### Task goal
Locate every line in the material below that contains the word "green" and copy each one. Case matters.

Entries for bounding box labeling

◇ ◇ ◇ ◇ ◇

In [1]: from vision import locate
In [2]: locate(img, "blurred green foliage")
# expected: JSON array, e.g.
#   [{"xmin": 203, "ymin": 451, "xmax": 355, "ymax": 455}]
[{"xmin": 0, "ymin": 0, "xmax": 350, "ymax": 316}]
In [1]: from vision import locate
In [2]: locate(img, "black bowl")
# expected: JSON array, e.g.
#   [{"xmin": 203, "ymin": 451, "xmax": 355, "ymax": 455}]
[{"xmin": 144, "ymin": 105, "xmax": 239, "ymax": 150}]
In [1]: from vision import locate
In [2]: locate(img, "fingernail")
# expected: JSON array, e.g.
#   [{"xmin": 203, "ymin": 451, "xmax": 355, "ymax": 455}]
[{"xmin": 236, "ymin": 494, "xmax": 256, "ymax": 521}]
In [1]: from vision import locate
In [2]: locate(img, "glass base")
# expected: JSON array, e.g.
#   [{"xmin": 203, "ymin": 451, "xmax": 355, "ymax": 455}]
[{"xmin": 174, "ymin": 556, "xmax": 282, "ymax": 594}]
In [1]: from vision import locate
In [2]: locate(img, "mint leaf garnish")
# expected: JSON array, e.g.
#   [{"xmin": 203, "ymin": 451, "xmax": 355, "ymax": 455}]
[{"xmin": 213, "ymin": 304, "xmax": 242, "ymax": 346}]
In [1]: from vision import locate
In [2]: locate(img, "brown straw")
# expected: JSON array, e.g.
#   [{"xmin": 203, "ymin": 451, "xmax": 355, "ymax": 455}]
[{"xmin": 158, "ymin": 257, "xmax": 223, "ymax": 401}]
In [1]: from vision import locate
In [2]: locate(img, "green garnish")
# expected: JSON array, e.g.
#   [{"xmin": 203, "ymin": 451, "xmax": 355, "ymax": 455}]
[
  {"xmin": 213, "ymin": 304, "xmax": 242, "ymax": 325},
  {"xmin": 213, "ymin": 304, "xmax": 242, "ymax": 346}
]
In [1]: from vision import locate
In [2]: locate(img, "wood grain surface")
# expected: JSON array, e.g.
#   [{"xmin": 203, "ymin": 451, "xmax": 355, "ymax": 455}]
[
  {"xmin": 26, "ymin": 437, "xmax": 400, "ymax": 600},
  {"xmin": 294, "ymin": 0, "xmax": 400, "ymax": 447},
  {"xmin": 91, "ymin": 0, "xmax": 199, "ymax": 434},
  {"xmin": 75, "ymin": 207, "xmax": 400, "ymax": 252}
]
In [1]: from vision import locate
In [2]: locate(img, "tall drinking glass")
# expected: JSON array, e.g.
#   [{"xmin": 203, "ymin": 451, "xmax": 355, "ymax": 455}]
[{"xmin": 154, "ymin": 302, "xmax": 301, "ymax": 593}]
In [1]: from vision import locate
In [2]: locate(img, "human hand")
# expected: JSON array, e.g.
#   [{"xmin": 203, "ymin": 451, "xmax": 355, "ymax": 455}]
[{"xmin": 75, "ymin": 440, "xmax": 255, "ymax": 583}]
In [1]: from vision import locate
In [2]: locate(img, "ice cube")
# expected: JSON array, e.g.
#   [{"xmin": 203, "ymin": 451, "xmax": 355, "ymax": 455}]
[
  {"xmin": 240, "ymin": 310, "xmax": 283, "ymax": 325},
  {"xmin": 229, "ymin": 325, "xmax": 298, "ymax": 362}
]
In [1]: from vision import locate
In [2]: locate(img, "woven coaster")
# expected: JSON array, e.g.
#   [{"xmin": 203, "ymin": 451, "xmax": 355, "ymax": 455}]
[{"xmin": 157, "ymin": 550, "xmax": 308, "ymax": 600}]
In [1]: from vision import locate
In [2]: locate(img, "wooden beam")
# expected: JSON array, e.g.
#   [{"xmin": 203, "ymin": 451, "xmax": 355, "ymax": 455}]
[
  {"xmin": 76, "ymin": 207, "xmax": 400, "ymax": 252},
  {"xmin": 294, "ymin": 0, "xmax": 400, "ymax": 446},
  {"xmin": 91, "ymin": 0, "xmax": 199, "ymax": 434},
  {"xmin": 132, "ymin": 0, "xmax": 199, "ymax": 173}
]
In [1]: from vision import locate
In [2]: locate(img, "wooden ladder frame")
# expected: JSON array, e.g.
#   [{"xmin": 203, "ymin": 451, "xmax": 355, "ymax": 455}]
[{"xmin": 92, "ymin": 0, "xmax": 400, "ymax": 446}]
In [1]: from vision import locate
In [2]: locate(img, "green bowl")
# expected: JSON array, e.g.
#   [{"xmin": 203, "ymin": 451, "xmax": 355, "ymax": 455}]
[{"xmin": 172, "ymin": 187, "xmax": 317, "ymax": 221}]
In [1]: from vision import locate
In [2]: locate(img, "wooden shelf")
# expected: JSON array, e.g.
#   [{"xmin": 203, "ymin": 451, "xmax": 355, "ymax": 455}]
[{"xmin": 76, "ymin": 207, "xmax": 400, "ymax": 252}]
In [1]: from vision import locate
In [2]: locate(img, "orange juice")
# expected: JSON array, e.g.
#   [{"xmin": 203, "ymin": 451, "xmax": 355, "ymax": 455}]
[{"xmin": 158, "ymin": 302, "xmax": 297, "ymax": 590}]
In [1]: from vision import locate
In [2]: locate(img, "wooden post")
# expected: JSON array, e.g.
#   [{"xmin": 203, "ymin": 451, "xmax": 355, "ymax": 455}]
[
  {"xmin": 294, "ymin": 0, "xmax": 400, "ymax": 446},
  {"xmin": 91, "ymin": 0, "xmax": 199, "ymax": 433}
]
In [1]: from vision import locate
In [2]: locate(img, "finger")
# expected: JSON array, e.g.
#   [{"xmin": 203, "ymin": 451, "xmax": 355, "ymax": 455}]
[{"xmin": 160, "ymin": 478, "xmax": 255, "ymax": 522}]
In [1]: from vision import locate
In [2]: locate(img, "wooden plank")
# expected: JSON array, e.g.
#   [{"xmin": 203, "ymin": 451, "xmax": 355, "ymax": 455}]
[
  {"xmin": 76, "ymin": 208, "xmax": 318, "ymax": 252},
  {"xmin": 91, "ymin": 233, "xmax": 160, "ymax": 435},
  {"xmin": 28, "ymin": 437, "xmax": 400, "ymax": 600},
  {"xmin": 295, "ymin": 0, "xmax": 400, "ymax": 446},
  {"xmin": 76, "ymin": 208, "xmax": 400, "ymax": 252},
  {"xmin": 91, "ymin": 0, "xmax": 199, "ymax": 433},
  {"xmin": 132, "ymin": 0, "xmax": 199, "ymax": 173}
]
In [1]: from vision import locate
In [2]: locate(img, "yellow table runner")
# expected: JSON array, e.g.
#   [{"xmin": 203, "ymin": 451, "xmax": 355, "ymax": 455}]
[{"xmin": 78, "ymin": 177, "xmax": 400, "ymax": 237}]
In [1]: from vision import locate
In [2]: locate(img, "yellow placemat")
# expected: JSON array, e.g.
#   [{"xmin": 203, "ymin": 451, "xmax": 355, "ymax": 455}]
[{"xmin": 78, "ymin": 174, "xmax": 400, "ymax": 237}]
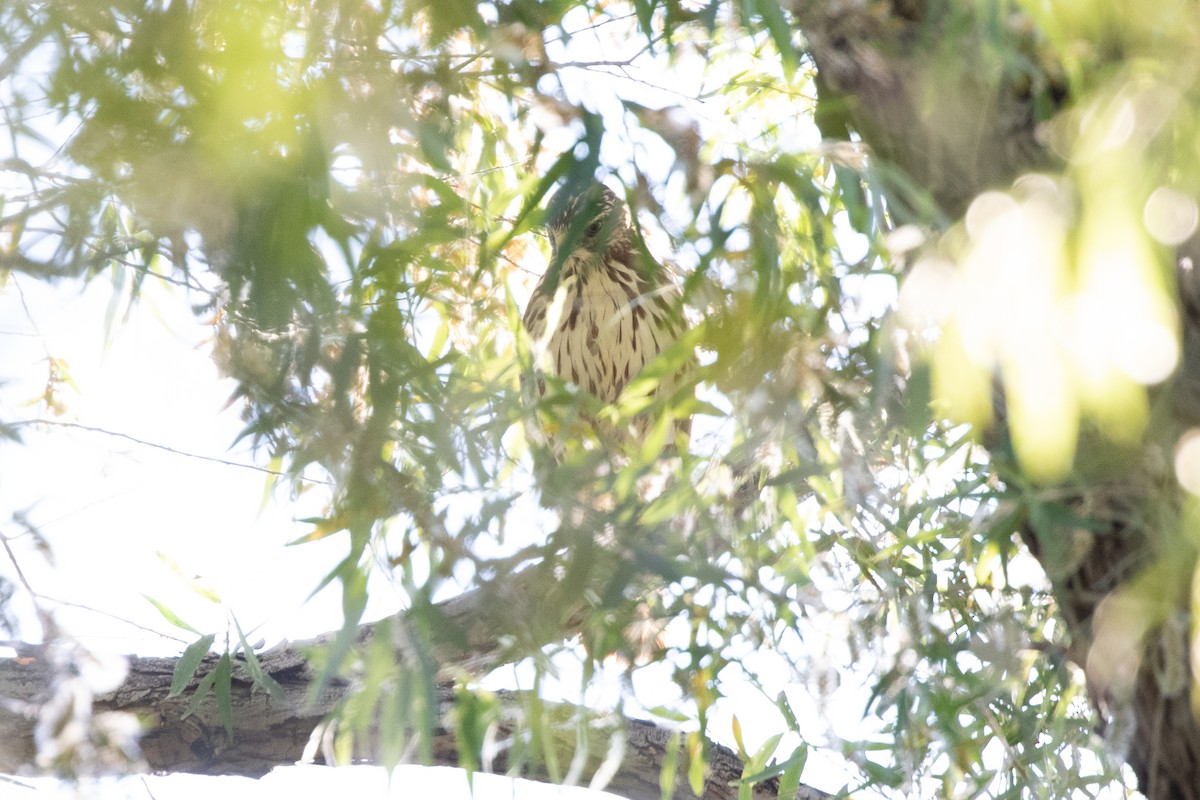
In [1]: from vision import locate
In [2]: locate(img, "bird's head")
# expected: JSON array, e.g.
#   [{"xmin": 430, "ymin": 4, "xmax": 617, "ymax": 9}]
[{"xmin": 546, "ymin": 184, "xmax": 632, "ymax": 263}]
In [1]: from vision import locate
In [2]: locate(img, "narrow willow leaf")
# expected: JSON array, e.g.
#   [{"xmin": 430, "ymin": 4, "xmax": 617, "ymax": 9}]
[{"xmin": 167, "ymin": 633, "xmax": 217, "ymax": 697}]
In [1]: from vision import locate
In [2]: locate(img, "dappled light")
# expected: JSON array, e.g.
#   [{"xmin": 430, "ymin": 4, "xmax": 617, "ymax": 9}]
[{"xmin": 9, "ymin": 0, "xmax": 1200, "ymax": 800}]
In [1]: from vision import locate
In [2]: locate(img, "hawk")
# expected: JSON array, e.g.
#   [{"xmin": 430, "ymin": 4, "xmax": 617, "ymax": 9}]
[{"xmin": 524, "ymin": 184, "xmax": 691, "ymax": 441}]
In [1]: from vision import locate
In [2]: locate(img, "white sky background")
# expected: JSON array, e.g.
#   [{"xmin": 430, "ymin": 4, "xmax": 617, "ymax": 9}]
[
  {"xmin": 0, "ymin": 6, "xmax": 860, "ymax": 800},
  {"xmin": 0, "ymin": 6, "xmax": 1142, "ymax": 800}
]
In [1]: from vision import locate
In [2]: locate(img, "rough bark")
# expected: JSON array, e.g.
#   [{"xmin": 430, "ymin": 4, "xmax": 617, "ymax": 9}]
[
  {"xmin": 792, "ymin": 0, "xmax": 1200, "ymax": 800},
  {"xmin": 0, "ymin": 576, "xmax": 832, "ymax": 800}
]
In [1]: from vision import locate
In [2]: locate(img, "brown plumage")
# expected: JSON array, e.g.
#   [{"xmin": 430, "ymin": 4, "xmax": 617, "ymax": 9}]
[{"xmin": 524, "ymin": 184, "xmax": 690, "ymax": 443}]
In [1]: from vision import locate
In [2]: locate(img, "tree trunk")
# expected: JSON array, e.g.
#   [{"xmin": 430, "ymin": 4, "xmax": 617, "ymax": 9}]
[
  {"xmin": 792, "ymin": 0, "xmax": 1200, "ymax": 800},
  {"xmin": 0, "ymin": 576, "xmax": 832, "ymax": 800}
]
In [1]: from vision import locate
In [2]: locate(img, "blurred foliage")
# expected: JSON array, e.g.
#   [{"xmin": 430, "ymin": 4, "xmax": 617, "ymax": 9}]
[{"xmin": 9, "ymin": 0, "xmax": 1198, "ymax": 796}]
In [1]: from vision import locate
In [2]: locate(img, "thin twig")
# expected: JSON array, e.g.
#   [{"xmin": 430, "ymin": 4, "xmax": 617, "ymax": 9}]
[{"xmin": 6, "ymin": 420, "xmax": 330, "ymax": 486}]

◇ ◇ ◇ ◇ ◇

### Output below
In [2]: locate(img, "blurred green foliage")
In [2]: locate(img, "green garnish")
In [2]: locate(img, "green bowl")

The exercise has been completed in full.